DATASET RECORDS =
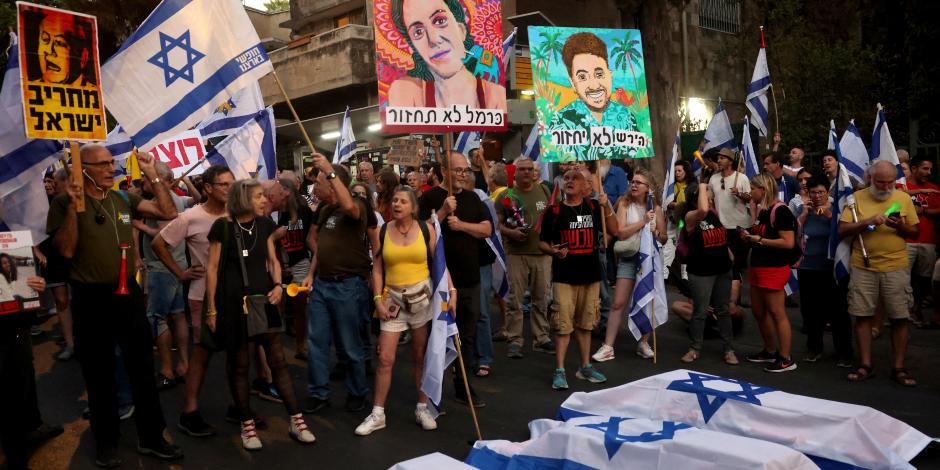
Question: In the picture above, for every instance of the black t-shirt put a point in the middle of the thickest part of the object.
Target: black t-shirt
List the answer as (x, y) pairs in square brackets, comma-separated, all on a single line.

---

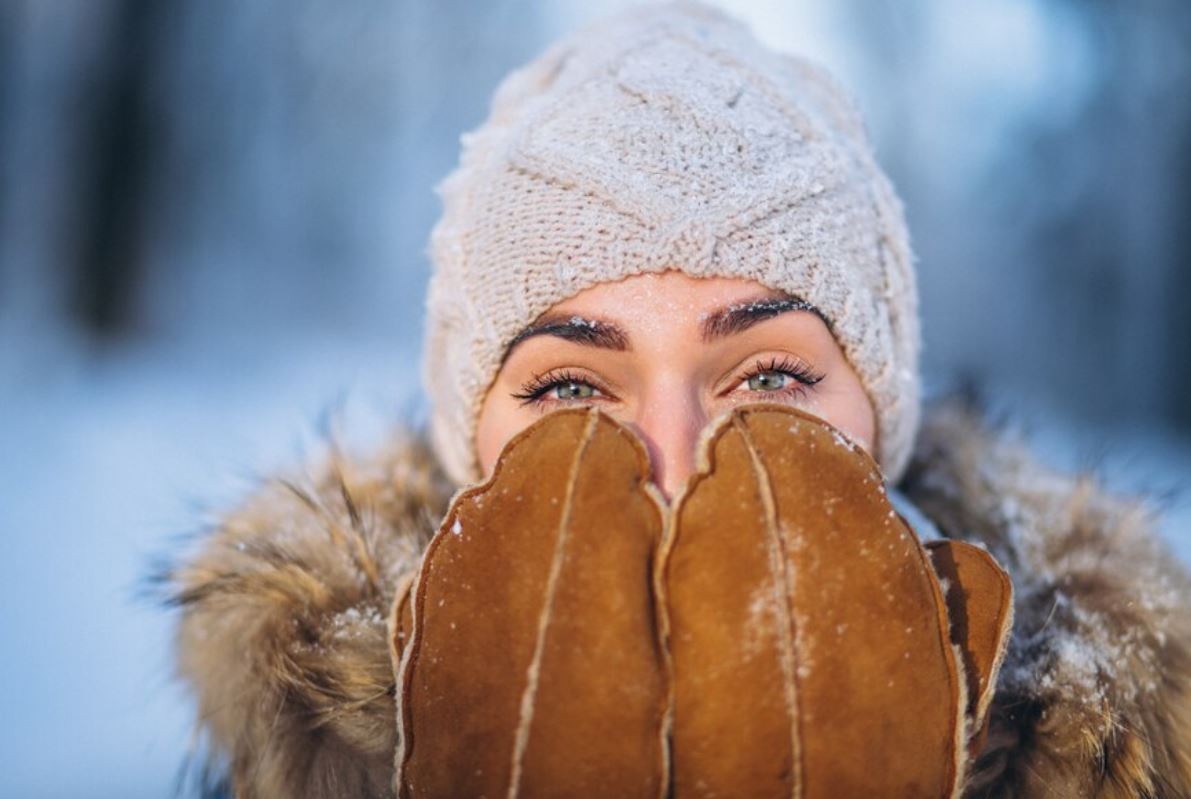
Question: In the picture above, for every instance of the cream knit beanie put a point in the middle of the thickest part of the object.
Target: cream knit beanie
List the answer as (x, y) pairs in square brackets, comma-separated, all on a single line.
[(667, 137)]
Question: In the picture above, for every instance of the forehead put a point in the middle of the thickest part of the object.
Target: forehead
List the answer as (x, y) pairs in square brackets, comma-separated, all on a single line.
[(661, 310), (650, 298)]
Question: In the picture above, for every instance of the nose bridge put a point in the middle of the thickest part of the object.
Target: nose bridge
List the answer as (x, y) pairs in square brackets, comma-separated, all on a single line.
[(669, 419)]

SET TASK =
Copy out the items word for word, starting at the line with "Question: In the picture above, for every instance of the nose" and ending with the line with "[(669, 419)]", both of those lines included.

WRITTEN ANSWER =
Question: In the picture above, for every instance of the nose bridge put a point in the middle of the thickest part of the object.
Target: nose bridge
List the answer as (x, y) pairs in square brackets, comma-separated, all on a single line.
[(669, 419)]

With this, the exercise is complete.